Line by line, restate the material exactly.
___
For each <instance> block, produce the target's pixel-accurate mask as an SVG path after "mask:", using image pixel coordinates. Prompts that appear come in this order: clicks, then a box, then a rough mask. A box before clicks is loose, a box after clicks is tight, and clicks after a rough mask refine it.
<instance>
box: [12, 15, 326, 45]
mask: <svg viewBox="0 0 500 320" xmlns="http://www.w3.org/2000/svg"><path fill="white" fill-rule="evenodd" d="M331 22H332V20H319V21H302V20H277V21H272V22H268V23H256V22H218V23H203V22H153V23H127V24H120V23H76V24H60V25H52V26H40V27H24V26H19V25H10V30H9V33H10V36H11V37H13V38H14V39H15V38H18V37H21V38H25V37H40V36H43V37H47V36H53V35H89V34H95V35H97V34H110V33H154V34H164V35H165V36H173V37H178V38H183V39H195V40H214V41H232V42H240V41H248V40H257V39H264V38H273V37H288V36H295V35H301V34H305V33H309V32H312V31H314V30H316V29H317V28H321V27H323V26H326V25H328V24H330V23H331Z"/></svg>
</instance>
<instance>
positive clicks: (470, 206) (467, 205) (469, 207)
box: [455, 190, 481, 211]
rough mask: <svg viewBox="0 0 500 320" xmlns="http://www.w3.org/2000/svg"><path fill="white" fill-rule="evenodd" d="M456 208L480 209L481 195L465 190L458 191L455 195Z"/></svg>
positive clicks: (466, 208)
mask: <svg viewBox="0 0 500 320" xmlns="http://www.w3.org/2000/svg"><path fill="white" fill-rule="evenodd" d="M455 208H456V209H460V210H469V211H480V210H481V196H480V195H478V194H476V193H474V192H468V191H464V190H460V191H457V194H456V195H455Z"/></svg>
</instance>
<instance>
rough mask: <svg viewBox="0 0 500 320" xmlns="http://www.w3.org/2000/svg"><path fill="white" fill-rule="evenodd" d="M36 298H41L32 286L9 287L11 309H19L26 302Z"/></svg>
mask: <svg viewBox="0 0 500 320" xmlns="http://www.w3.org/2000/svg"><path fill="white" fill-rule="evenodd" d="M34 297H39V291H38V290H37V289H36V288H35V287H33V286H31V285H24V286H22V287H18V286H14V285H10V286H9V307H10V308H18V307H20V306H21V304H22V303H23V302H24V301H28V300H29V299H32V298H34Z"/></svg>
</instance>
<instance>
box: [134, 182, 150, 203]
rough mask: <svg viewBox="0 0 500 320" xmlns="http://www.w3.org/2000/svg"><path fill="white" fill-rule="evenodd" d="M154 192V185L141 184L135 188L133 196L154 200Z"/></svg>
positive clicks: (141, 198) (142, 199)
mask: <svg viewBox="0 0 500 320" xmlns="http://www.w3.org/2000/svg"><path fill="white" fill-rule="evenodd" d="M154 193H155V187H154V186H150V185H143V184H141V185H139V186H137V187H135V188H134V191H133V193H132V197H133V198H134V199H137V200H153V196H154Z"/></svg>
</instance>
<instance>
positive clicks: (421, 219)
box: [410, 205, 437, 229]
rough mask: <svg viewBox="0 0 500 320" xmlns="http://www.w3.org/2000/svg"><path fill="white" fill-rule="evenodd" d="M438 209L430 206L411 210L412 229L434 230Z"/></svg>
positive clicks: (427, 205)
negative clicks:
___
[Task answer]
For each <instance> block, produce the target's pixel-accurate mask as an SVG path after "mask:", using image pixel coordinates. Prompts that appear come in this order: clicks, then a box, then a rough mask. A box before clicks is loose, a box after clicks is tight, and clicks after a rough mask refine it.
<instance>
box: [12, 15, 326, 45]
mask: <svg viewBox="0 0 500 320" xmlns="http://www.w3.org/2000/svg"><path fill="white" fill-rule="evenodd" d="M331 22H332V20H319V21H302V20H277V21H272V22H268V23H256V22H218V23H203V22H153V23H127V24H120V23H76V24H60V25H52V26H40V27H24V26H19V25H10V30H9V33H10V36H11V37H13V38H14V39H15V38H18V37H21V38H25V37H40V36H43V37H47V36H53V35H89V34H95V35H97V34H110V33H154V34H164V35H165V36H173V37H178V38H183V39H195V40H214V41H232V42H240V41H248V40H257V39H264V38H273V37H288V36H295V35H301V34H305V33H309V32H312V31H314V30H316V29H317V28H321V27H323V26H326V25H328V24H330V23H331Z"/></svg>
</instance>
<instance>
positive clicks: (470, 206) (467, 205) (469, 207)
box: [455, 190, 481, 211]
rough mask: <svg viewBox="0 0 500 320" xmlns="http://www.w3.org/2000/svg"><path fill="white" fill-rule="evenodd" d="M456 208L480 209L481 195L465 190L458 191L455 195Z"/></svg>
positive clicks: (466, 208)
mask: <svg viewBox="0 0 500 320" xmlns="http://www.w3.org/2000/svg"><path fill="white" fill-rule="evenodd" d="M455 208H456V209H460V210H469V211H480V210H481V196H480V195H478V194H476V193H474V192H468V191H464V190H460V191H457V194H456V195H455Z"/></svg>
</instance>
<instance>
rough mask: <svg viewBox="0 0 500 320" xmlns="http://www.w3.org/2000/svg"><path fill="white" fill-rule="evenodd" d="M36 298H41L32 286L9 287L11 309H19L26 302Z"/></svg>
mask: <svg viewBox="0 0 500 320" xmlns="http://www.w3.org/2000/svg"><path fill="white" fill-rule="evenodd" d="M34 297H39V291H38V290H37V289H36V288H35V287H33V286H31V285H24V286H22V287H18V286H14V285H10V286H9V307H10V308H18V307H20V306H21V304H22V303H23V302H24V301H28V300H29V299H32V298H34Z"/></svg>
</instance>
<instance>
box: [134, 182, 150, 203]
rough mask: <svg viewBox="0 0 500 320" xmlns="http://www.w3.org/2000/svg"><path fill="white" fill-rule="evenodd" d="M154 192V185L141 184L135 188L133 196L154 200Z"/></svg>
positive clicks: (141, 198) (142, 199)
mask: <svg viewBox="0 0 500 320" xmlns="http://www.w3.org/2000/svg"><path fill="white" fill-rule="evenodd" d="M154 193H155V187H154V186H150V185H143V184H141V185H139V186H137V187H135V188H134V191H133V193H132V197H133V198H134V199H137V200H153V196H154Z"/></svg>
</instance>
<instance>
positive clicks: (421, 219)
box: [410, 205, 437, 229]
rough mask: <svg viewBox="0 0 500 320" xmlns="http://www.w3.org/2000/svg"><path fill="white" fill-rule="evenodd" d="M438 209L430 206L411 210L412 229L434 230Z"/></svg>
positive clicks: (427, 205)
negative clicks:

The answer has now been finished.